# Dakota saddles?



## Cowgirls Boots

Anyone have any expierence with Dakota barrel saddles? I went saddle shopping today and found a nice 16 in barrel saddle. All leather. Suuuuuper comfy. Brand spankin new for $600 plus a trade in on my old ancient saddle. They retail $1000 + the guy said. 

This isn't the exact one but same thing. 
http://www.horsesaddleshop.com/dakota-barrel-racer.html
_Posted via Mobile Device_


----------



## Rawhide

Can't tell you anything about that barrel saddle.But I do own this Dakota :Western Saddle by Dakota - Flex Tree FQHB in 15" 16" or 17" USA Made 2212.
Bought it from the same outfit. Been a dang good saddle ! I would buy another Dakota if looking.Check to see these reviews here :Barrel Saddles

Maybe the saddle you've been looking at is in this group.

Rawhide


----------



## BarrelAddict

This site has good prices , the most expensive one I got a quote for was like $750 I believe

Handcrafted Saddles by Dakota - Page 1

I can post the prices I got from them tomorrow but they do all kinds of customizing for you. I'm also looking into a dakota!


----------



## BarrelAddict

Dak-353 base price is $690.99
Dak-345 base price is $726.99
Dak-342 base price is $666.99
Dak-325C base price is $714.99
Dak-310 base price is $738.99
Dak-314 base price is $696.99
Dak-307 base price is $708.99


----------



## Cowgirls Boots

I actually just got a Dakota barrel racer for 650 + trade in on my old 50 yr old saddle. My parents gift to me for Christmas 
_Posted via Mobile Device_


----------



## Tennessee

From what I understand, they are a pretty decent saddle. They are no Circle Y or Martin type of saddle, but they are not junk either. I guess you would call them middle of the line. Either way, a great investment if you are not looking for junk or a super expensive saddle.


----------



## Cowgirls Boots

Well come to find out what I thought was my old, somewhat expensive saddle was a peice of garbage, made in India saddle.
_Posted via Mobile Device_


----------



## iridehorses

BarrelAddict said:


> This site has good prices , the most expensive one I got a quote for was like $750 I believe
> 
> Handcrafted Saddles by Dakota - Page 1
> 
> I can post the prices I got from them tomorrow but they do all kinds of customizing for you. I'm also looking into a dakota!


A few years ago I got a saddle from them. I'm only ~an hour away from their shop so I was able to go and see them. Good deal and good guy to deal with, in my experience.

I had two saddles done by SouthernTrails Western Saddles, Trail Saddles, Barrel Saddle, Ranch Saddle who is a member here. If you call Kevin, he will walk you through any concerns and I understand he deals with Dakota as well. I'm still riding the last one I got from him and I've put in hundreds of hours in it over the past year.


----------



## Cowgirls Boots

I actually got a Dakota barrel racer from my parents for Christmas but still have yet to ride in it!

■ **TASK GOAL**:
From the forum thread on Dakota saddles, copy word for word the stretch from "Bought it from" through "in this group.".

■ **DATA EXTRACT**:
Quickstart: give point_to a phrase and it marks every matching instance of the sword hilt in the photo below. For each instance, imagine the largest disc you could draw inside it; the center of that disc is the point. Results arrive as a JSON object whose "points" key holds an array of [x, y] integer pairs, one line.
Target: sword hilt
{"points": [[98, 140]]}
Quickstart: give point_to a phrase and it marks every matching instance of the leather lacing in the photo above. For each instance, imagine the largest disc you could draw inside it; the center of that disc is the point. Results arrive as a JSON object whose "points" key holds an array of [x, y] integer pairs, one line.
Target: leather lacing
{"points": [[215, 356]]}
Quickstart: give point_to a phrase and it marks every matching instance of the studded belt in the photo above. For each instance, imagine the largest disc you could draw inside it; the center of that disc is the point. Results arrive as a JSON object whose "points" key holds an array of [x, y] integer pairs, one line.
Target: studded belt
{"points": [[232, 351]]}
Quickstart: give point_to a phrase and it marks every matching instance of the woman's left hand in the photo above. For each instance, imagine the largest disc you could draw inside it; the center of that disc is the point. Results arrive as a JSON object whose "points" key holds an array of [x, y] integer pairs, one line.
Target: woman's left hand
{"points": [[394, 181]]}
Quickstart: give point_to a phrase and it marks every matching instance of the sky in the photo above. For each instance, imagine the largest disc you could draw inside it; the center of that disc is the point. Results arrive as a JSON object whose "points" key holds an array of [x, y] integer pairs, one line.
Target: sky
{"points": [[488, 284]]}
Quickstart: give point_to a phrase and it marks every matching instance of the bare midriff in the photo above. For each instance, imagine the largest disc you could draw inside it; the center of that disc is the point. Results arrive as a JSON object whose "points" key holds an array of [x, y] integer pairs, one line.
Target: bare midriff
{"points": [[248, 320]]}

■ **SOLUTION FOR THIS EXERCISE**:
Bought it from the same outfit. Been a dang good saddle ! I would buy another Dakota if looking.Check to see these reviews here :Barrel Saddles

Maybe the saddle you've been looking at is in this group.